◆ Data entries
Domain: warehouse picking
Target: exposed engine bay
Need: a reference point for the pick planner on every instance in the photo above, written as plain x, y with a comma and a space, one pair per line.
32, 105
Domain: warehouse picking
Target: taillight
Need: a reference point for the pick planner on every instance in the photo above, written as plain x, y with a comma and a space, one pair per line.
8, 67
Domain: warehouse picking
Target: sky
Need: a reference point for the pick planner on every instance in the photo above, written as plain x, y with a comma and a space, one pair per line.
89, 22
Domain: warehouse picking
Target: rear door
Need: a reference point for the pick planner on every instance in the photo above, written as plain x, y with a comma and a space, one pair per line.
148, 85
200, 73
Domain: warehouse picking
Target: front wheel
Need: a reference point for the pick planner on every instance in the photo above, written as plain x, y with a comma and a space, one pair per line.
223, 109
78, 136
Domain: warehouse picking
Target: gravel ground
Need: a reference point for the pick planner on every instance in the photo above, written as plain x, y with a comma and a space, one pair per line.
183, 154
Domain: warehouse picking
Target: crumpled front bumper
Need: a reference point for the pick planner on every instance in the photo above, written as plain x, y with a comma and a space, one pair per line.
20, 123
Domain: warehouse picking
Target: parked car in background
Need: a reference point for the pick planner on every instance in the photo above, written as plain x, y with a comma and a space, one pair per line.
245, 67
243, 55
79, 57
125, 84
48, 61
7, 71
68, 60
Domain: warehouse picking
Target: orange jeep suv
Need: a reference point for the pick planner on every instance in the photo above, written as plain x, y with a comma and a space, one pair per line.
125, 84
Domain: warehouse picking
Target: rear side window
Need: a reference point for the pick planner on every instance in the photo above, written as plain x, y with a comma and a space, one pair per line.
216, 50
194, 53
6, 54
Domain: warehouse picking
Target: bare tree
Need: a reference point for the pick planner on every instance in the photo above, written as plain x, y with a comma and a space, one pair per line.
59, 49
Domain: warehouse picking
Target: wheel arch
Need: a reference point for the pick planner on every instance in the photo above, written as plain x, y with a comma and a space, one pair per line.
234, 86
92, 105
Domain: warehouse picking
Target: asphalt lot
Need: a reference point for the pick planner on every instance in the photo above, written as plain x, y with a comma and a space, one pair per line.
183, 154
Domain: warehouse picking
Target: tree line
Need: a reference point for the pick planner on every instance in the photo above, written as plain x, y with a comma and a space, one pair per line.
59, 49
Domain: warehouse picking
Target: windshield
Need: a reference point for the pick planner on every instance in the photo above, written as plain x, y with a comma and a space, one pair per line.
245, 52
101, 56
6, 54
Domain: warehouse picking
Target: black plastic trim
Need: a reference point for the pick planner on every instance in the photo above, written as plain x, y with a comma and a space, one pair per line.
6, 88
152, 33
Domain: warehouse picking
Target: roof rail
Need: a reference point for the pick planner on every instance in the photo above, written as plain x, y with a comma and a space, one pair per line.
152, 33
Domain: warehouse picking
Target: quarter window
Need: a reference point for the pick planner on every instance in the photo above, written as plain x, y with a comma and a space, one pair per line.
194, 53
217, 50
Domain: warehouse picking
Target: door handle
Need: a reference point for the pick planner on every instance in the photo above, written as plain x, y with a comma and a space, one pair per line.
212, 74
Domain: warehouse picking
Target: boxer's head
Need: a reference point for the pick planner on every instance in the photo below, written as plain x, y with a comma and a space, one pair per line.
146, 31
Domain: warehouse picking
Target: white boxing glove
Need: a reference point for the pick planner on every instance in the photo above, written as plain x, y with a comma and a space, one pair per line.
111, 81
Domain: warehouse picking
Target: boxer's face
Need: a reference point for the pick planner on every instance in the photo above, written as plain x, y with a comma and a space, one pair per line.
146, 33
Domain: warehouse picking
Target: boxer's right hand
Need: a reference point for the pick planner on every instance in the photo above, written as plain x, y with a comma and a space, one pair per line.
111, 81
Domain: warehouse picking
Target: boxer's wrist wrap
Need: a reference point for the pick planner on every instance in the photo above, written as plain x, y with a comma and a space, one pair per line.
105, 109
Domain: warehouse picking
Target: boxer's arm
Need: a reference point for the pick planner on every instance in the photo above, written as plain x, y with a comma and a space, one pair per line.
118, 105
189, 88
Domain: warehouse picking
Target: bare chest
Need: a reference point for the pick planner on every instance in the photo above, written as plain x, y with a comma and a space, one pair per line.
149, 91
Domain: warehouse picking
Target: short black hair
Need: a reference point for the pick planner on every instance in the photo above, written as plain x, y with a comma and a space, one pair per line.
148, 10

==

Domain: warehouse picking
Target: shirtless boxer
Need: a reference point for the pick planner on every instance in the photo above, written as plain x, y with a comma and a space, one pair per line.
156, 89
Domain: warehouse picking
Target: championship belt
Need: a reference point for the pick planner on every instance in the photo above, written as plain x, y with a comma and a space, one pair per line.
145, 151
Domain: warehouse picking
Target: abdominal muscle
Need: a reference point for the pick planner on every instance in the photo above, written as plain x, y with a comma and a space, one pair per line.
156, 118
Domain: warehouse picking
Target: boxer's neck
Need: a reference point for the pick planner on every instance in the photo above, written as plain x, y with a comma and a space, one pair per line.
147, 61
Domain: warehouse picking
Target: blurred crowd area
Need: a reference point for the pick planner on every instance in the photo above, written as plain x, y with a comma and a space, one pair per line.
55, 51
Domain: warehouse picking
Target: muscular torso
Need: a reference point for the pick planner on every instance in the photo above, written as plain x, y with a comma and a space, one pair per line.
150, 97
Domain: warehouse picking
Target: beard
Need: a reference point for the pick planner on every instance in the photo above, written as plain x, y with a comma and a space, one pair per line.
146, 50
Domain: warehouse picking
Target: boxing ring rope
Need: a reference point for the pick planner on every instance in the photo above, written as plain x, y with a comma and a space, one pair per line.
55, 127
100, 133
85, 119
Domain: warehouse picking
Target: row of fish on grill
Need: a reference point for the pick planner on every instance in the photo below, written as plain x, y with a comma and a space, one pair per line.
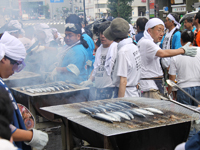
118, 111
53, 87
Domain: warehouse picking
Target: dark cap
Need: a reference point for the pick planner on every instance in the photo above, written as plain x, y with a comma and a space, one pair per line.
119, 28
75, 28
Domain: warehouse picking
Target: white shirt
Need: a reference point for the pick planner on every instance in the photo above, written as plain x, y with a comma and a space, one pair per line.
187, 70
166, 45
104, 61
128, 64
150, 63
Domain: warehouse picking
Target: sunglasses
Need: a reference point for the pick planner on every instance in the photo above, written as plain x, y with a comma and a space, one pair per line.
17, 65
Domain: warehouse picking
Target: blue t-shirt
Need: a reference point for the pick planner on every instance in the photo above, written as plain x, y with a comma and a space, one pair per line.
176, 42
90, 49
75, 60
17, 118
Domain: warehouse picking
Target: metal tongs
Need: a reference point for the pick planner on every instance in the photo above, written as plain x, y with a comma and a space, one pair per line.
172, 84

...

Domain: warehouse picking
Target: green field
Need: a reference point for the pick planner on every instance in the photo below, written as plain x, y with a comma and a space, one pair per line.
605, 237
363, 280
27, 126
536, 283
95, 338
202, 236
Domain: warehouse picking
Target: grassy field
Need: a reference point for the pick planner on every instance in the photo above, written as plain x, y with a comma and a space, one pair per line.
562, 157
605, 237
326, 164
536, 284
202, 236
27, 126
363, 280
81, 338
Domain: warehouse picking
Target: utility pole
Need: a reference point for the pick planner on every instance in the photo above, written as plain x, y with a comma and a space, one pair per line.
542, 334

◆ Stated problem
Find each line in the items above that contains the word "wheel" and copy those lines out.

◆ Output of the task
Target: front wheel
Target: wheel arch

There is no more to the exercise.